[Date Prev][Date Next][Thread Prev][Thread Next][Date Index][Thread Index]

[Xen-devel] [PATCH] linux-2.6.18/backends: Check for insane amounts of requests on the ring



Check that the ring does not have an insane amount of requests
(more than there could fit on the ring).

If we detect this case we will stop processing the requests
and wait until the XenBus disconnects the ring.

The existing check RING_REQUEST_CONS_OVERFLOW which checks for how
many responses we have created in the past (rsp_prod_pvt) vs
requests consumed (req_cons) and whether said difference is greater or
equal to the size of the ring, does not catch this case.

Wha the condition does check if there is a need to process more
as we still have a backlog of responses to finish. Note that both
of those values (rsp_prod_pvt and req_cons) are not exposed on the
shared ring.

To understand this problem a mini crash course in ring protocol
response/request updates is in place.

There are four entries: req_prod and rsp_prod; req_event and rsp_event
to track the ring entries. We are only concerned about the first two -
which set the tone of this bug.

The req_prod is a value incremented by frontend for each request put
on the ring. Conversely the rsp_prod is a value incremented by the backend
for each response put on the ring (rsp_prod gets set by rsp_prod_pvt when
pushing the responses on the ring).  Both values can
wrap and are modulo the size of the ring (in block case that is 32).
Please see RING_GET_REQUEST and RING_GET_RESPONSE for the more details.

The culprit here is that if the difference between the
req_prod and req_cons is greater than the ring size we have a problem.
Fortunately for us, the '__do_block_io_op' loop:

        rc = blk_rings->common.req_cons;
        rp = blk_rings->common.sring->req_prod;

        while (rc != rp) {

                ..
                blk_rings->common.req_cons = ++rc; /* before make_response() */

        }

will loop up to the point when rc == rp. The macros inside of the
loop (RING_GET_REQUEST) is smart and is indexing based on the modulo
of the ring size. If the frontend has provided a bogus req_prod value
we will loop until the 'rc == rp' - which means we could be processing
already processed requests (or responses) often.

The reason the RING_REQUEST_CONS_OVERFLOW is not helping here is
b/c it only tracks how many responses we have internally produced
and whether we would should process more. The astute reader will
notice that the macro RING_REQUEST_CONS_OVERFLOW provides two
arguments - more on this later.

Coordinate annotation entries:
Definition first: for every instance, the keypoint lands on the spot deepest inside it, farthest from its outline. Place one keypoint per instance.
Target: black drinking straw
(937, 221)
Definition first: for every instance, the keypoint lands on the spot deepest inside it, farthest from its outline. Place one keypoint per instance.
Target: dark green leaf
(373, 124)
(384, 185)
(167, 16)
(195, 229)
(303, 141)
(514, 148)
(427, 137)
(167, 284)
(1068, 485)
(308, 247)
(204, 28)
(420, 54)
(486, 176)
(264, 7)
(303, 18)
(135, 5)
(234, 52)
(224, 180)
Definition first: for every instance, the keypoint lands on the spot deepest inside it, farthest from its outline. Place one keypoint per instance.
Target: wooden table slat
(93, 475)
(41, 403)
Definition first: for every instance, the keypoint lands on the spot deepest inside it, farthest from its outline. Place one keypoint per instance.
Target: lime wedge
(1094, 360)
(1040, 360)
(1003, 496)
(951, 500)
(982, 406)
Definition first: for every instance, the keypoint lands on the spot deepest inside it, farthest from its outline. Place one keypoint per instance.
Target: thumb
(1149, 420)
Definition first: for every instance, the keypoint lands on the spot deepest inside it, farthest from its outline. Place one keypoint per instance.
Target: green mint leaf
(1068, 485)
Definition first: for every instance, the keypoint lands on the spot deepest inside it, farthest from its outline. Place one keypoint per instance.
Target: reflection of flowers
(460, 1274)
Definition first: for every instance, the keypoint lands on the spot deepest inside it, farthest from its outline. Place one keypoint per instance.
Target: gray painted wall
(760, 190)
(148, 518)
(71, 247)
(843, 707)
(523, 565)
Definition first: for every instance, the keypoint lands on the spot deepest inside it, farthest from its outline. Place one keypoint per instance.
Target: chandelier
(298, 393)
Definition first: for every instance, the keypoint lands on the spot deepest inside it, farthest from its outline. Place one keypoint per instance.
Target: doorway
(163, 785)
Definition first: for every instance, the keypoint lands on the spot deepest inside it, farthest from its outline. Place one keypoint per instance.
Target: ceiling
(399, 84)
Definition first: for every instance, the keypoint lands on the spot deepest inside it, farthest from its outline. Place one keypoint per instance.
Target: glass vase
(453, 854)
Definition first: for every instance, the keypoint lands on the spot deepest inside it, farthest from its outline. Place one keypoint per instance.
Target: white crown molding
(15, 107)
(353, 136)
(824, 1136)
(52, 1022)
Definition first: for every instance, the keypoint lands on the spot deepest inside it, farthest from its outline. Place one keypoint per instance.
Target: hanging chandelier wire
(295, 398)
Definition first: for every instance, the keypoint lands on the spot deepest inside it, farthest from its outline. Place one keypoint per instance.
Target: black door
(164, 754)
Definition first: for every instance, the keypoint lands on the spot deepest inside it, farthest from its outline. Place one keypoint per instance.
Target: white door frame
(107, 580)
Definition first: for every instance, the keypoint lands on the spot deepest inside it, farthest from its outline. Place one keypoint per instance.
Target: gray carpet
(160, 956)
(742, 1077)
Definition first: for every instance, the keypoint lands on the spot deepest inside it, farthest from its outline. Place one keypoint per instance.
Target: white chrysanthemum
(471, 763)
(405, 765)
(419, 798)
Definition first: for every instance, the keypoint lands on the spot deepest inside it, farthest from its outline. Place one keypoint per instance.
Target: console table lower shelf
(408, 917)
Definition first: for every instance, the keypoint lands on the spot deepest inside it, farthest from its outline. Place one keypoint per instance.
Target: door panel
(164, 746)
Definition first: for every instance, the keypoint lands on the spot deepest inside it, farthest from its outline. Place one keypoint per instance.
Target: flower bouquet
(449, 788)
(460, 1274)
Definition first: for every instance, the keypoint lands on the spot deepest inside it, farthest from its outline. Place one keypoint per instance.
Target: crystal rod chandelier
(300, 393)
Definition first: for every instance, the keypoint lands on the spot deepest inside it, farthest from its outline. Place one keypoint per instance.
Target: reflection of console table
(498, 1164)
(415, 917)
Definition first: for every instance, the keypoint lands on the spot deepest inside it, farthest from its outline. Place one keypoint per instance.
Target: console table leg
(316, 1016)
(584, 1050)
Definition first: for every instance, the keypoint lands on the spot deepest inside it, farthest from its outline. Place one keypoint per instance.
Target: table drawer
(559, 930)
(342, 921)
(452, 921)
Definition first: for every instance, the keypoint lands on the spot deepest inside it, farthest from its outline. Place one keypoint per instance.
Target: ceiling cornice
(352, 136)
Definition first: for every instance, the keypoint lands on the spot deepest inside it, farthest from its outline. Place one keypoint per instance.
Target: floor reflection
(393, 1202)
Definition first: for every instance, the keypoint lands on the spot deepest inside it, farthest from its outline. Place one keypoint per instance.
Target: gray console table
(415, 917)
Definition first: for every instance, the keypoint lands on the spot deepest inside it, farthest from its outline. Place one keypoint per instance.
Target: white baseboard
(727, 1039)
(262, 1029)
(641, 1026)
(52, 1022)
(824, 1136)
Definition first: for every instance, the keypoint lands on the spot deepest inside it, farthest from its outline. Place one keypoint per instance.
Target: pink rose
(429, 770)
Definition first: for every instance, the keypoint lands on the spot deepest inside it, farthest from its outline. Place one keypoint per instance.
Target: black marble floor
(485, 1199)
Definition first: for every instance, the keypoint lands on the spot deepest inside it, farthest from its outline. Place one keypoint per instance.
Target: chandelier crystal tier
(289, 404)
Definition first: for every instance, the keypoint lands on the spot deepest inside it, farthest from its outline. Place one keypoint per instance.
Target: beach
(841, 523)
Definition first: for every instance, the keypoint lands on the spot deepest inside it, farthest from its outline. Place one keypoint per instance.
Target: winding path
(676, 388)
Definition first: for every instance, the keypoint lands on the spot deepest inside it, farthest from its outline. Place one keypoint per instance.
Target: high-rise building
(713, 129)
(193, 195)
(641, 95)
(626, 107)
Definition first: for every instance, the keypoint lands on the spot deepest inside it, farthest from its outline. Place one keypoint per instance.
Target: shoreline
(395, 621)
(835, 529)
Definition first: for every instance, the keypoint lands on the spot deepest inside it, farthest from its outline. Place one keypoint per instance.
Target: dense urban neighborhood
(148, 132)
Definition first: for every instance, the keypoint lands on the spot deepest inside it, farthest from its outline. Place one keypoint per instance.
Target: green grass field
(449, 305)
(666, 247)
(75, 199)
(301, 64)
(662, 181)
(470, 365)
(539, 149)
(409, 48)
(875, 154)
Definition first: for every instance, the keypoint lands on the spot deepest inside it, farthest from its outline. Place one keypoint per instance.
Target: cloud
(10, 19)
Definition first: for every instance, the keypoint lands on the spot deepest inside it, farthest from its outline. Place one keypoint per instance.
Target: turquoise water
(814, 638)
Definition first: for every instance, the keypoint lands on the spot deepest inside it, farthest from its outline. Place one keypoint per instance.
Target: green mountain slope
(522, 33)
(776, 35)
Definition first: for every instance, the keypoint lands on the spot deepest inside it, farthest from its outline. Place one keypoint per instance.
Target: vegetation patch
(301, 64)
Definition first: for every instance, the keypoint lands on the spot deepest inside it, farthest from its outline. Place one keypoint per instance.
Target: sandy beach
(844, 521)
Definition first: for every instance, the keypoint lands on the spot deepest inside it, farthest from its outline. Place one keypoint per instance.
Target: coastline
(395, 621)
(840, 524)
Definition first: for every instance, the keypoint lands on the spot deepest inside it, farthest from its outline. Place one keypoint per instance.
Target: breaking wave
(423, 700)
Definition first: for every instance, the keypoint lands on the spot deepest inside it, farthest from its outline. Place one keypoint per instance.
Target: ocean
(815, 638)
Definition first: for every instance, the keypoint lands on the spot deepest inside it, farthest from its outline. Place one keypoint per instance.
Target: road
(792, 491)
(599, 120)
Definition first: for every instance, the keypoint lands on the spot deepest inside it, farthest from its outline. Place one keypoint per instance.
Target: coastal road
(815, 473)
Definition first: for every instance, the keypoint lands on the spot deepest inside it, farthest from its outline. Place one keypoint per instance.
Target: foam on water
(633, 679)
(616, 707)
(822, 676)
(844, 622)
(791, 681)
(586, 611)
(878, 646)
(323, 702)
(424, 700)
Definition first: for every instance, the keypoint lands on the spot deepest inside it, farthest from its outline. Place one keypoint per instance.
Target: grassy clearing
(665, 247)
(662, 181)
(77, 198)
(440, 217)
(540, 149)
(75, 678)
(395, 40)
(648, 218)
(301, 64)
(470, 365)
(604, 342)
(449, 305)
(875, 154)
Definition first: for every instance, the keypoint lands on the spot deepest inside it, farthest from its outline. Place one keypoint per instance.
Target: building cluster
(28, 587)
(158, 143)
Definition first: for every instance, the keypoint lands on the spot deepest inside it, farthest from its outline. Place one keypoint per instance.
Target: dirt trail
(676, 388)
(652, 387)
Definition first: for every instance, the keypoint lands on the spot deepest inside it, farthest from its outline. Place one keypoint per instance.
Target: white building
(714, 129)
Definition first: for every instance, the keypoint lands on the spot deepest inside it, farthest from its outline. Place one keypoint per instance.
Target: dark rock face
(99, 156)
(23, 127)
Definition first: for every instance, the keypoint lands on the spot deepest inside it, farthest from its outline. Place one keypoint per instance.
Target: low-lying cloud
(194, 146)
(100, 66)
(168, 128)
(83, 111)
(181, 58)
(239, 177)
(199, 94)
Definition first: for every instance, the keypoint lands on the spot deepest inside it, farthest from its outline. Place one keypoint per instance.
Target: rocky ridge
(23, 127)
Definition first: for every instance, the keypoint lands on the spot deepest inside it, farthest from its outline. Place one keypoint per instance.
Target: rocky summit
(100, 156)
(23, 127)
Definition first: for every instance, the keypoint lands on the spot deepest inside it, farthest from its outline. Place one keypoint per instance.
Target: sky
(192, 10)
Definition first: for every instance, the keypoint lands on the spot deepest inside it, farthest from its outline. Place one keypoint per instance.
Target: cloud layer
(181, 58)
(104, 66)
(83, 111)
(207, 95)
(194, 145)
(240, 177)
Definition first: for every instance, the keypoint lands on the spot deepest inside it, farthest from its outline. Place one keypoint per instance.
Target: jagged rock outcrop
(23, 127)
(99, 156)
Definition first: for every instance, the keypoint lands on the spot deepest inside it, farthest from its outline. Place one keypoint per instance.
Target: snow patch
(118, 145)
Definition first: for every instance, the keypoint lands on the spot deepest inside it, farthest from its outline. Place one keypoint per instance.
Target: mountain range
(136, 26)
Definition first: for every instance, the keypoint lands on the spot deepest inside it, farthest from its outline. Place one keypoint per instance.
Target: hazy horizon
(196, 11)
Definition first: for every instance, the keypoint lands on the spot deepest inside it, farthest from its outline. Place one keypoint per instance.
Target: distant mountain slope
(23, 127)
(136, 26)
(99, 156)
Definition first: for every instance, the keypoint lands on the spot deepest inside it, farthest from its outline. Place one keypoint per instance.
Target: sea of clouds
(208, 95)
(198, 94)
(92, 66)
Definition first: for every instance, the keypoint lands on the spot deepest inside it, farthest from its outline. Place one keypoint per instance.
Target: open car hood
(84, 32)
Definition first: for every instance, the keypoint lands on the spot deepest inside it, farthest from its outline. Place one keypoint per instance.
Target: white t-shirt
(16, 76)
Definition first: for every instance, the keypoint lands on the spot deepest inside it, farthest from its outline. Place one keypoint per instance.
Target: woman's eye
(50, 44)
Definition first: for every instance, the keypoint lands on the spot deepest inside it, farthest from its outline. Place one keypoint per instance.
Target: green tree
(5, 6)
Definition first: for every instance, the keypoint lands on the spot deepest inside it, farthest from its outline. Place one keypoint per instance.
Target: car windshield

Challenges:
**1.** Rewrite the patch description starting with "[Date Prev][Date Next][Thread" and going on through "disconnects the ring.", putting "excessive" in place of "insane".
**2.** According to the patch description, what entries does the ring protocol use to track ring entries? Name every one.
The records play no part in what comes next.

Answers to the problems:
**1.**
[Date Prev][Date Next][Thread Prev][Thread Next][Date Index][Thread Index]

[Xen-devel] [PATCH] linux-2.6.18/backends: Check for excessive amounts of requests on the ring



Check that the ring does not have an excessive amount of requests
(more than there could fit on the ring).

If we detect this case we will stop processing the requests
and wait until the XenBus disconnects the ring.

**2.**
req_prod
rsp_prod
req_event
rsp_event